WHAT YOU HAVE TO DO
Repeat word for word the line with "basketball hoop, each" and every line after it until the records below run out.

[Data records]

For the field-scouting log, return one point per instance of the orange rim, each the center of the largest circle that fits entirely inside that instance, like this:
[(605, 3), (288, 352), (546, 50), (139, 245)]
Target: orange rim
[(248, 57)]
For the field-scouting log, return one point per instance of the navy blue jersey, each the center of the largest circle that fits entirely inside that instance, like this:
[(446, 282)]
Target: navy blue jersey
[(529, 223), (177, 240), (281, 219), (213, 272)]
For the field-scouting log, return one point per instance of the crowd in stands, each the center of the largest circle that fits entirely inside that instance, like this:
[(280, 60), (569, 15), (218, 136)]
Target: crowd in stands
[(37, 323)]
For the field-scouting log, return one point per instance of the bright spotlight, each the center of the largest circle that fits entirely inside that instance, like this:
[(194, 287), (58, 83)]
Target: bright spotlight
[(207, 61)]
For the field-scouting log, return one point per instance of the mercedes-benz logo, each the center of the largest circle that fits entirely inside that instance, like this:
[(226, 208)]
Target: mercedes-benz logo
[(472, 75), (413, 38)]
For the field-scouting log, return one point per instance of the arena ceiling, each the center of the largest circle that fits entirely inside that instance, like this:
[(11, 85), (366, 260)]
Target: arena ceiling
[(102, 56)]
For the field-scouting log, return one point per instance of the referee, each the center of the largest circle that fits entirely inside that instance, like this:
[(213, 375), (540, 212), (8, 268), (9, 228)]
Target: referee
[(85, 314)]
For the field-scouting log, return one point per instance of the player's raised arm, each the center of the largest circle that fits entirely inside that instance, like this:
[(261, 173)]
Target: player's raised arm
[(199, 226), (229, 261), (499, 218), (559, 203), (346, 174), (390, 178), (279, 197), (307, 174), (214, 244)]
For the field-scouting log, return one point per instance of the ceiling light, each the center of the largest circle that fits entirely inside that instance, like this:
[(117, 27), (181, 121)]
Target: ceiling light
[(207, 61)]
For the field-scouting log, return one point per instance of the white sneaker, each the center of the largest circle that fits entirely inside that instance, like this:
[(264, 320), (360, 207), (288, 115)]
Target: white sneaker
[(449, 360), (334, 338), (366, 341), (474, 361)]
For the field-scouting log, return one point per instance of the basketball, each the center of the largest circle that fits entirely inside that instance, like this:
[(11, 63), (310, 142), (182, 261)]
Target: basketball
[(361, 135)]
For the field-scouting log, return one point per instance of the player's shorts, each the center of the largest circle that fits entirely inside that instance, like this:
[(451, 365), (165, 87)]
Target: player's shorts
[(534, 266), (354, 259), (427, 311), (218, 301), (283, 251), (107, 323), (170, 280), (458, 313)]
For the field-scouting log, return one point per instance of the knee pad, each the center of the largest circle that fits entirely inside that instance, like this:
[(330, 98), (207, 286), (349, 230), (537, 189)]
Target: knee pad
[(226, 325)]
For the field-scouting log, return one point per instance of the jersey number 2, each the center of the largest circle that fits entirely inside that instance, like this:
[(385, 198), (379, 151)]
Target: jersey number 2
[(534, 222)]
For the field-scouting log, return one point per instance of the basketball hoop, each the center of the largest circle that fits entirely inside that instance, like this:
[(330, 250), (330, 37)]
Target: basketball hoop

WRITTEN SOLUTION
For the field-scouting log, return one point per instance of the basketball hoop, each the center of the largest circle that fits entirely inside that instance, like this:
[(330, 250), (330, 37)]
Target: basketball hoop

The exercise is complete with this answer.